**Data shown**
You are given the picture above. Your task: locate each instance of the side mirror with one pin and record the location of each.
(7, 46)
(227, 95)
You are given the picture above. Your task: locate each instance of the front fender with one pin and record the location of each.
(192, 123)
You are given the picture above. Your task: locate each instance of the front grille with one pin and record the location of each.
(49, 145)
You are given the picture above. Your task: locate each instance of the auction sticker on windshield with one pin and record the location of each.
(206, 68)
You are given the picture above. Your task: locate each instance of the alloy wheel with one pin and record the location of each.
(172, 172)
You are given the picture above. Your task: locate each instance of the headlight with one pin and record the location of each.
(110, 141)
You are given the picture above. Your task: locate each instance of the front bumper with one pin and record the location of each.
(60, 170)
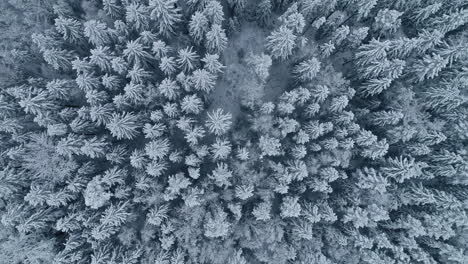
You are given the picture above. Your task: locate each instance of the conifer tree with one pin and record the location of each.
(123, 125)
(216, 39)
(281, 43)
(166, 15)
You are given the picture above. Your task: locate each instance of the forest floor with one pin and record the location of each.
(239, 82)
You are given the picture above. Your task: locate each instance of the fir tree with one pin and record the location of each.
(281, 43)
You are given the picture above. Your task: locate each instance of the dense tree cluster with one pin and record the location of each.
(114, 149)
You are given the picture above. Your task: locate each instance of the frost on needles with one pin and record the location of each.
(233, 131)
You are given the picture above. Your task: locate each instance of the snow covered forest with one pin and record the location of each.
(233, 131)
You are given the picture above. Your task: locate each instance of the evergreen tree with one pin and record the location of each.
(198, 26)
(166, 15)
(216, 39)
(281, 43)
(123, 125)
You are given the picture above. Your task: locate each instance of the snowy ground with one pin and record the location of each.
(238, 80)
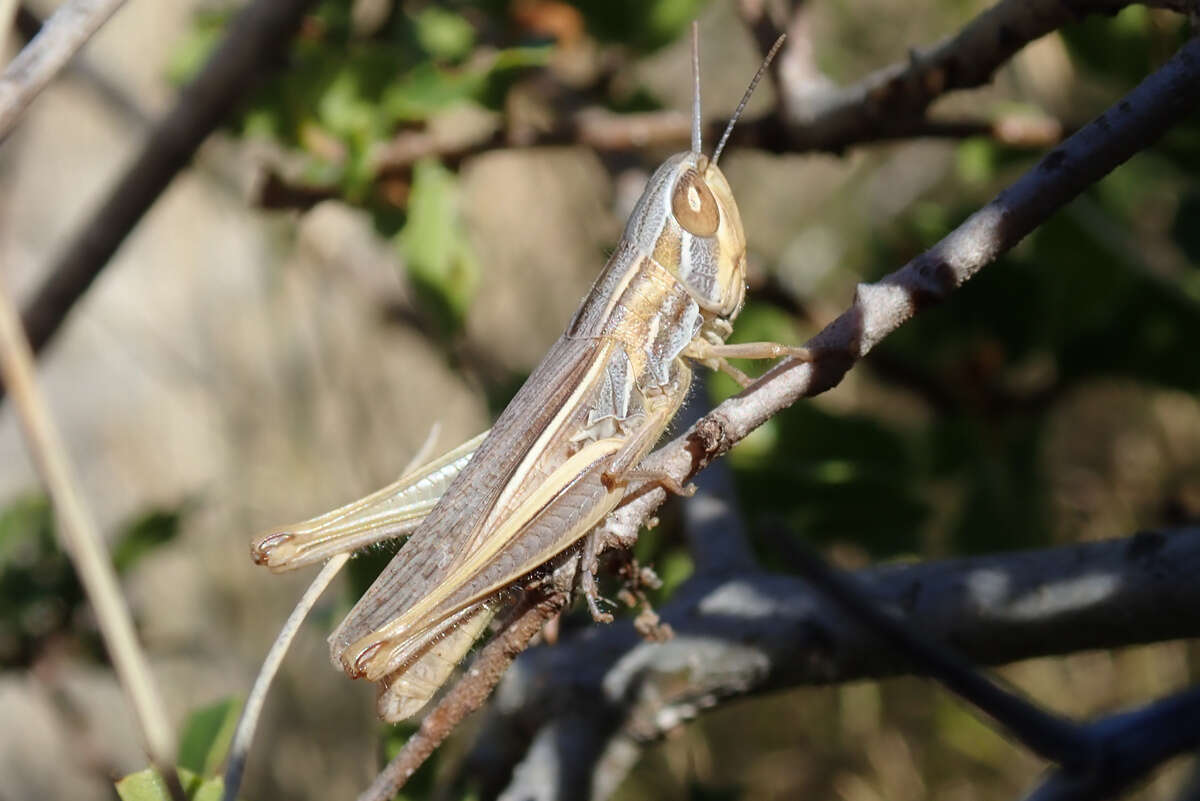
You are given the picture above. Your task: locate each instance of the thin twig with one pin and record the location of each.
(817, 115)
(244, 735)
(82, 541)
(67, 30)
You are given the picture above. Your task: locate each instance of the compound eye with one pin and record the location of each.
(694, 205)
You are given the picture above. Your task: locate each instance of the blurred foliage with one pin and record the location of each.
(1108, 290)
(353, 82)
(207, 735)
(203, 747)
(41, 600)
(148, 786)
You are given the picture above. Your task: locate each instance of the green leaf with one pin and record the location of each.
(207, 735)
(976, 161)
(148, 786)
(433, 242)
(147, 533)
(444, 34)
(190, 54)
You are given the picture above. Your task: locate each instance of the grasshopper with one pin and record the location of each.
(562, 455)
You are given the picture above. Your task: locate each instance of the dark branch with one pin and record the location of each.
(255, 42)
(598, 697)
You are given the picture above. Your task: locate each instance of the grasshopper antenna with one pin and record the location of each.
(745, 98)
(695, 86)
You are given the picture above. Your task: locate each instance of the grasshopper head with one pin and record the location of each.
(688, 221)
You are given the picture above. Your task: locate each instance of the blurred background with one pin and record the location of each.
(370, 248)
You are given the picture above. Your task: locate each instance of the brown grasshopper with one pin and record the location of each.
(562, 455)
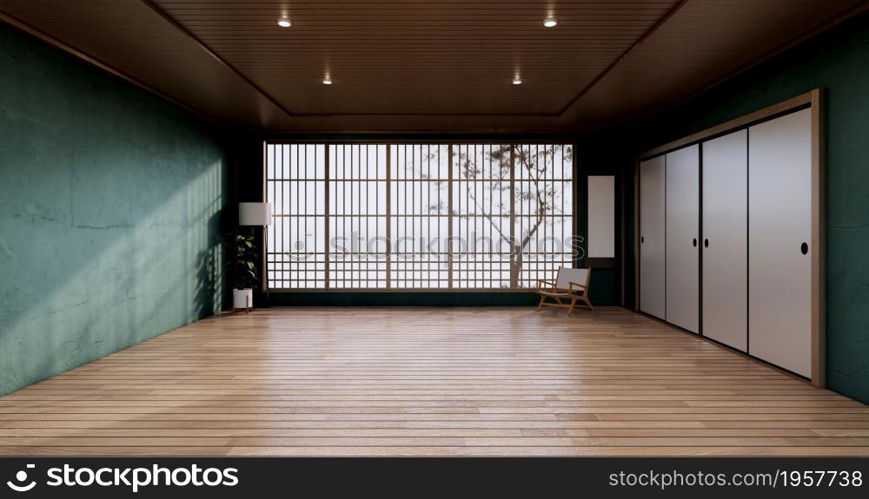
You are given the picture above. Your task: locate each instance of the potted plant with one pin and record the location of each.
(243, 271)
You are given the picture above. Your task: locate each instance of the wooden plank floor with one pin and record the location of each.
(429, 382)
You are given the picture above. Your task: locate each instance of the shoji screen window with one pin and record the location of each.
(445, 216)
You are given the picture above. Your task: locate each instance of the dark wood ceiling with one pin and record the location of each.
(425, 65)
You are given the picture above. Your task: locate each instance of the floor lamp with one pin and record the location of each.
(258, 215)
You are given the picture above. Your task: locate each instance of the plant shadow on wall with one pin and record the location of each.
(110, 205)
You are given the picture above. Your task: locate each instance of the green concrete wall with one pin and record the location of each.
(109, 206)
(838, 62)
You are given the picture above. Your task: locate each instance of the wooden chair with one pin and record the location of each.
(570, 285)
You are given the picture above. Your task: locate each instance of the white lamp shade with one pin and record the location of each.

**Work instructions**
Quote all the records verbatim, dropping any pictures from your copy.

**Complete answer**
You are given the picture above. Your task: locate each instance of the side mirror with one pin and record the location of each.
(7, 46)
(227, 95)
You are given the picture above. Your task: locate each instance of the front fender with one pin and record the location of each.
(192, 123)
You are given the picture above. Your task: locate each instance of the front grille with one pin and record the location of each.
(49, 145)
You are given the picture above. Your task: locate each instance of the auction sticker on windshield with one pin and record the location of each.
(206, 68)
You are given the picture above. Your task: locate each instance of the alloy wheel with one pin and record the location of each.
(172, 172)
You are given the picture above. Your task: locate each instance of the headlight with one pin and record the location of each.
(110, 141)
You are given the picture above. Your task: locate each instance of the front bumper with one pin and record the location of each.
(60, 170)
You are given the picture above. Your task: locate each instance of the conifer tree with one pin and record the location of each.
(123, 125)
(216, 39)
(281, 43)
(166, 15)
You are given the picture above. Your task: locate each instance of the forest floor with one pin and record the location of each.
(239, 82)
You are given the picture above. Your task: locate each instance of the fir tree with one pin and record the location of each.
(281, 43)
You are given the picture above. Your task: locate each instance of the dense tree cluster with one pin and record the location of each.
(114, 149)
You are given the picture above. Your task: locate each instance of the frost on needles with one pin and record the location of each.
(233, 131)
You are given the picture above. Your task: locate each instance of the snow covered forest with one pin and record the location of each.
(233, 131)
You are given the picture above. Your task: locate each instance of the evergreen tree with one pin and record the location of each.
(198, 26)
(166, 15)
(216, 39)
(281, 43)
(123, 125)
You are given the picture above. Your task: locate each instance of the snowy ground with one pin and record the location of each.
(238, 80)
You are given the picture above. Your task: locate each instance of the thin twig with one pin and record the location of each.
(817, 115)
(244, 735)
(82, 541)
(67, 30)
You are given the picture above. Your task: locate each instance of the compound eye with one pin and record the location of each.
(694, 205)
You are given the picture above. Your task: locate each instance of the blurred foliage with one pin and record the location of each.
(1108, 290)
(353, 82)
(207, 735)
(203, 747)
(41, 600)
(148, 786)
You are given the picture above. Your task: locate each instance of the green leaf with one pin and record the location of each.
(207, 735)
(976, 161)
(148, 786)
(433, 242)
(147, 533)
(444, 34)
(190, 54)
You are given the picture above. Your task: locate each instance of the grasshopper with one pin and record the location of each.
(562, 455)
You are given the picture above. Your task: locate each instance of the dark branch with one pin and record the location of each.
(255, 42)
(598, 697)
You are given the picture above. Your task: locate each instance of the grasshopper antenna with one pin and record the location of each.
(745, 98)
(695, 86)
You are given the picture above. Your task: locate each instance of the grasshopper head with one pin and record the location of each.
(688, 221)
You are given the picture above. Your task: locate each instance of the blurred background with one pin and record the location of each.
(370, 248)
You are given the picture above. Your task: locate each instance of the brown grasshopper with one pin and record the location of each.
(562, 455)
You are given the picture above. Your task: locate each instance of the potted plant with one pin and record the location of each.
(243, 271)
You are given the picture above. Your task: locate each instance of the wooden plank floor with one pin and record the location of each.
(429, 382)
You are given the picture above. Your task: locate each instance of the shoji screen window with one pin and record the location of each.
(445, 216)
You are given the picture above. Your task: locate each instance of the dark wood ceiling with one pin and record the location of each.
(425, 65)
You are given the picture above. Your task: locate each instance of the floor lamp with one pin and record the location of each.
(258, 215)
You are given the picture above. Your task: locate each instance of the plant shadow on wall with one pin and record the location of each.
(110, 205)
You are given the picture above. Your task: locate each instance of the green concrete wall with one pin and record the location of each.
(109, 206)
(838, 62)
You are given the picture above. Your task: locate each instance of the wooden chair with one pin and record the location of each.
(570, 285)
You are given the picture above. Your task: locate each instance of the white lamp shade with one pin and record the location of each.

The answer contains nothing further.